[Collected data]
---*---
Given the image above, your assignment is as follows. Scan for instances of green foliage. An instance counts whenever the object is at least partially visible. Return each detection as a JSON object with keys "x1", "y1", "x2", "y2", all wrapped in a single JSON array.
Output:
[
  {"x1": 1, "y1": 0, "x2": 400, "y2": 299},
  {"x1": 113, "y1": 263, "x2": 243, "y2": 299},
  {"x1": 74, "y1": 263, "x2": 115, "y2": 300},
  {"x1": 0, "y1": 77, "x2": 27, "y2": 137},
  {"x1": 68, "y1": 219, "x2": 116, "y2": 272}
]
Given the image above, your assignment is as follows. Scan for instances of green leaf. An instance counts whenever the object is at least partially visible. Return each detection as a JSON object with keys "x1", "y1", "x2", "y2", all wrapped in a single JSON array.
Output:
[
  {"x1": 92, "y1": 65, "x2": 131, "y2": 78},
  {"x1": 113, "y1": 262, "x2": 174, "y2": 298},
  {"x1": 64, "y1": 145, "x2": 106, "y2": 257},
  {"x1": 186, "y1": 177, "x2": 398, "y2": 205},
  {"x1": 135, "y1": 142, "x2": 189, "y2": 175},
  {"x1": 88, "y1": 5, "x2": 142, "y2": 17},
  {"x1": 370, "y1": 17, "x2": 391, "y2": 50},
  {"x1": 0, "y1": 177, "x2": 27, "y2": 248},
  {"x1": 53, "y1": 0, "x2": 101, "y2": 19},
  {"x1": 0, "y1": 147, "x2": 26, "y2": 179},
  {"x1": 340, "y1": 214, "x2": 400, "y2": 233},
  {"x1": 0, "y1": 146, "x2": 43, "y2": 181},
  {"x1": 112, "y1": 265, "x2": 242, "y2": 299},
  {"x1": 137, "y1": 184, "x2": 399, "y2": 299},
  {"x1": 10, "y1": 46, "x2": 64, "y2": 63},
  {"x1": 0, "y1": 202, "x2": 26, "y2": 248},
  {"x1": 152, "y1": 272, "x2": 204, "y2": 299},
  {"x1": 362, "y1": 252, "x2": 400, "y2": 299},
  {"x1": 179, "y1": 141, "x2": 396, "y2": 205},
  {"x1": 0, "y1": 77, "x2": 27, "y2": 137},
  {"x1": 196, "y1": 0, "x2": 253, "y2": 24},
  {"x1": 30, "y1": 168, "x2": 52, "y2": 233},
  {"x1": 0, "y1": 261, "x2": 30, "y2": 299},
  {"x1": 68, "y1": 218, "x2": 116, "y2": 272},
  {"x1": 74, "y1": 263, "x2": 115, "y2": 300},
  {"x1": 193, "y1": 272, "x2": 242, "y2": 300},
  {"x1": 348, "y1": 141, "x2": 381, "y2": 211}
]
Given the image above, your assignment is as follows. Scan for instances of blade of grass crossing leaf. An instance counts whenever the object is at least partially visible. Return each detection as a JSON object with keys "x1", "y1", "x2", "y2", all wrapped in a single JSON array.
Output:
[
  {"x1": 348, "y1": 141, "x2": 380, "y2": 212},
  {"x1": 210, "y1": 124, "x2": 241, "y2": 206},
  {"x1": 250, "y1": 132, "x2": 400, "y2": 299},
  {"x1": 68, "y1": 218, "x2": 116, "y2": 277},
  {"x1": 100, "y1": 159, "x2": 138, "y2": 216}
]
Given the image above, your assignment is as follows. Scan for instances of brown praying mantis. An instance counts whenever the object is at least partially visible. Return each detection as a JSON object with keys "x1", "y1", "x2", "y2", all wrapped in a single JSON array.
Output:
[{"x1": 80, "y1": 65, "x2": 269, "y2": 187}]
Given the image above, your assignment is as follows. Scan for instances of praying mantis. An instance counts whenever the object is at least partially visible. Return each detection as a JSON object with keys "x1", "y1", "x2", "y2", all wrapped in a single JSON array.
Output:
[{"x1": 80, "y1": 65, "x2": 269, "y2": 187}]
---*---
* [Description of the task]:
Spot the lines above that mention "partially" and copy them.

* [Written answer]:
Given the image above, your assignment is as follows. Scan for instances of green foliage. An instance counts whenever the object is at least partially visible. Return each detection as a JSON object with keys "x1", "y1", "x2", "y2", all wrapped in a single JSON array.
Given the image above, your assignment is as follows. Scan for instances of green leaf. An instance counts whenever the object is at least partially visible. Return each detection as a JSON object with keys "x1", "y1", "x2", "y2", all wrapped in a single JSON array.
Given the image above, your assignment is as follows. Scan for instances of blade of grass crossing leaf. An instance counts whenever the object is at least partially visible. Return each detection as a JSON object with keys "x1", "y1", "x2", "y2", all wrapped in a single JSON array.
Given the image above, your assignment is as follows. Scan for instances of brown praying mantis. An instance counts whenever the object is at least partially visible. Return each detection as a JSON object with keys "x1", "y1", "x2", "y2", all wrapped in a single JSON array.
Given the image above, your assignment is as follows. Scan for instances of praying mantis. An instance counts whenever the object is at least partially visible. Return each detection as a JSON object with keys "x1", "y1", "x2", "y2", all wrapped in a single JSON array.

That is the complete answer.